__Exercise task__.
Could you write out the rows below word for word, leaving out the pictures?

──────── Information given

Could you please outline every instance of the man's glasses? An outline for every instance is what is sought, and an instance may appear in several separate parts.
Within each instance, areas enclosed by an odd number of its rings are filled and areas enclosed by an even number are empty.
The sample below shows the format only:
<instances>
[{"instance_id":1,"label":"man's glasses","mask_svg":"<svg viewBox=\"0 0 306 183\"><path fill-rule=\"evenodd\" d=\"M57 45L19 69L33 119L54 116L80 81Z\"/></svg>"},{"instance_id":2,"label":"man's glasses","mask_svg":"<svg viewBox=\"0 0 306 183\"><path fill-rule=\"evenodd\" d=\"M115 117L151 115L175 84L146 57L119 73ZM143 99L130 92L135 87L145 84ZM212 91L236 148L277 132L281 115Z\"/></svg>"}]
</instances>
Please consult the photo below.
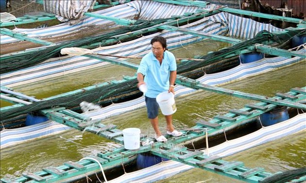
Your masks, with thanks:
<instances>
[{"instance_id":1,"label":"man's glasses","mask_svg":"<svg viewBox=\"0 0 306 183\"><path fill-rule=\"evenodd\" d=\"M152 50L154 51L154 50L156 50L156 51L160 51L162 49L163 49L163 48L162 47L152 47Z\"/></svg>"}]
</instances>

────────────────

__Response__.
Could you please outline every instance of the man's glasses? An outline for every instance is what is sought, and an instance may appear in several separate parts.
Within each instance, areas enclosed by an odd number of its rings are filled and areas enclosed by an even number are empty.
The sample below shows the format only:
<instances>
[{"instance_id":1,"label":"man's glasses","mask_svg":"<svg viewBox=\"0 0 306 183\"><path fill-rule=\"evenodd\" d=\"M57 45L19 69L33 119L54 116L80 81Z\"/></svg>"},{"instance_id":2,"label":"man's glasses","mask_svg":"<svg viewBox=\"0 0 306 183\"><path fill-rule=\"evenodd\" d=\"M115 117L151 115L175 84L146 57L119 73ZM143 99L130 92L135 87L145 84ZM212 91L236 148L277 132L281 115Z\"/></svg>"}]
</instances>
Please consult the photo below.
Your masks, with thanks:
<instances>
[{"instance_id":1,"label":"man's glasses","mask_svg":"<svg viewBox=\"0 0 306 183\"><path fill-rule=\"evenodd\" d=\"M152 50L154 51L154 50L156 50L156 51L160 51L162 49L163 49L163 48L162 47L152 47Z\"/></svg>"}]
</instances>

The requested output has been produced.